Provided text:
━━━━

If Labour does win the next General Election, might the two billion pound question test those limits?
During the speech, Mr Drakeford said: "Aneurin Bevan, as you know, said that he was 21 before he ever met a Tory."
He joked: "We are working hard in Wales to give our young people that same opportunity today."
"That is why as we approach the general election, our ambition is to make Wales once again, a country free of Tory MPs in 2024."
"Free of their toxic brands of personal attacks and culture wars, free of their deep hostility to devolution, their casualty cruelty and their malign neglect."
The Welsh Conservatives won 14 seats at the last election in 2024, up six from 2017.
At the 1997 election the party was wiped out at Westminster, losing all of its Welsh members of parliament at an election which was won by Tony Blair's Labour in a landslide.
Drakeford to quit in 2024
In an interview with BBC Wales Mr Drakeford reconfirmed his intention to quit as first minister during 2024.
Mr Drakeford said he had not made a decision about when exactly he will quit, but said: "It will be some time in the next calendar year."
On Sunday Labour's Shadow Welsh Secretary Jo Stevens would not be drawn on whether Wales would receive a share of the money spent on the London to Birmingham route.
Wales has not received extra funds resulting from the scheme as it was designated an England and Wales project, despite being entirely in England.
Mr Drakeford said Wales had been "cheated" out of money from the HS2 project, which Rishi Sunak announced last week would not be built beyond Birmingham.
He added: "I just completely understand that Labour's team aren't going to approach the run-up to an election by signing cheques randomly here there and everywhere".
"We absolutely believe that we were cheated out of money that should have come to Wales, under a proper interpretation of the Barnett formula."
Mr Drakeford said they would "go on making that case to our Labour colleagues, while recognising that they will have to in those early days, take a view of what can be done in the round."
The Barnett formula is the way that funding to Wales from the UK government is determined. Extra spending in England on areas of policy which in Wales are controlled from Cardiff usually trigger extra cash for the Welsh government.
On Monday Shadow Chancellor Rachel Reeves said Labour would hold an inquiry into the HS2 project.

━━━━

Data for review:
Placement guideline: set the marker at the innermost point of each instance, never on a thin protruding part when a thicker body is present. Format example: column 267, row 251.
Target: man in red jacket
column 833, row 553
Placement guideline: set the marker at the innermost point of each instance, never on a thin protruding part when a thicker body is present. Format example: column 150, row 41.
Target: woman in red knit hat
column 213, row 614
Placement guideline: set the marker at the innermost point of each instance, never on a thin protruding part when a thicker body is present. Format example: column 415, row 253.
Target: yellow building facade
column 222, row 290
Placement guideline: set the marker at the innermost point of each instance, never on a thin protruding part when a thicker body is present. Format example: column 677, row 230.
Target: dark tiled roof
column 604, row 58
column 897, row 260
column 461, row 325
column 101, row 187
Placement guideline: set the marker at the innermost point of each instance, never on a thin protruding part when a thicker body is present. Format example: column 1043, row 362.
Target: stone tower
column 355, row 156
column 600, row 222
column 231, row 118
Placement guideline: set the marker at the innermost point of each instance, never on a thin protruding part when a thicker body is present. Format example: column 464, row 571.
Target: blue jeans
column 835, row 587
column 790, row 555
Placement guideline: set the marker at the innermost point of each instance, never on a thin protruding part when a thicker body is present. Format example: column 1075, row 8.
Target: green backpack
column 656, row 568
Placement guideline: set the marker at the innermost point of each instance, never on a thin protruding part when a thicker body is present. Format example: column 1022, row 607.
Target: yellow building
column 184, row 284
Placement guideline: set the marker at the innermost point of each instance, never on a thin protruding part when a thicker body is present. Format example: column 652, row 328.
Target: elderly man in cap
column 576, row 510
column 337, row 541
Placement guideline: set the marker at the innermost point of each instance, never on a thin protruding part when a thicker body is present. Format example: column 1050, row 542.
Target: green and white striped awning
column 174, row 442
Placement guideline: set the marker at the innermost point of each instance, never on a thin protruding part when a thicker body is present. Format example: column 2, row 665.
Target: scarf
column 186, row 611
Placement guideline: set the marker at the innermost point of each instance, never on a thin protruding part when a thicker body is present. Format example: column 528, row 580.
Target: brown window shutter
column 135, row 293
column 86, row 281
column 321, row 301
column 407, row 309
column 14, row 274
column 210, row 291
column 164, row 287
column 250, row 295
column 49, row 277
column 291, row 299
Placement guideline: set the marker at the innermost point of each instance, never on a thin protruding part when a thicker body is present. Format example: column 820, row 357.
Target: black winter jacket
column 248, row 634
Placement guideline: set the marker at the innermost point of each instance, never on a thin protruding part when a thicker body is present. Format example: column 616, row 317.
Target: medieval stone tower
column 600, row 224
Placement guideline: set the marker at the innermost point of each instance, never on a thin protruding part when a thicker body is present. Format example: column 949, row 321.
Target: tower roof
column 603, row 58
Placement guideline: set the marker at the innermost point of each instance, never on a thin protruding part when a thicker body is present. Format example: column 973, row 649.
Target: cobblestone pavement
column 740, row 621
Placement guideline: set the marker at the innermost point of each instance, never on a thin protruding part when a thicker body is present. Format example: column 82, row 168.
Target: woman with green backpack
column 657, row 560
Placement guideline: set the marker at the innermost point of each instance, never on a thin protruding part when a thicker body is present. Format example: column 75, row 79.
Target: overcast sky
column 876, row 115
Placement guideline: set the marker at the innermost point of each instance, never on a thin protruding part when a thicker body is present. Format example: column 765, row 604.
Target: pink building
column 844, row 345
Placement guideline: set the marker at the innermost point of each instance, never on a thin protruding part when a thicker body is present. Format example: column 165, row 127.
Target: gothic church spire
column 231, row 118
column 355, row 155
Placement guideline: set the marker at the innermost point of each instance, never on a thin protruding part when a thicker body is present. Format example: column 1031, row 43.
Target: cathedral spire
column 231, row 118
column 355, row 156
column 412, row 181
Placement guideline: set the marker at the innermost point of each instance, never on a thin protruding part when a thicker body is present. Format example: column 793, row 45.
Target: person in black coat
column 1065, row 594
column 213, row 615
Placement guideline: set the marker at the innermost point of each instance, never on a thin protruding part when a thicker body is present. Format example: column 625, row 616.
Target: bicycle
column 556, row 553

━━━━

What you should do:
Revise the Drakeford article's passage starting with "At the 1997" and going on through "entirely in England.", replacing "calendar year" with "twelve months". These records have nothing to do with the Drakeford article.

Solution to this exercise:
At the 1997 election the party was wiped out at Westminster, losing all of its Welsh members of parliament at an election which was won by Tony Blair's Labour in a landslide.
Drakeford to quit in 2024
In an interview with BBC Wales Mr Drakeford reconfirmed his intention to quit as first minister during 2024.
Mr Drakeford said he had not made a decision about when exactly he will quit, but said: "It will be some time in the next twelve months."
On Sunday Labour's Shadow Welsh Secretary Jo Stevens would not be drawn on whether Wales would receive a share of the money spent on the London to Birmingham route.
Wales has not received extra funds resulting from the scheme as it was designated an England and Wales project, despite being entirely in England.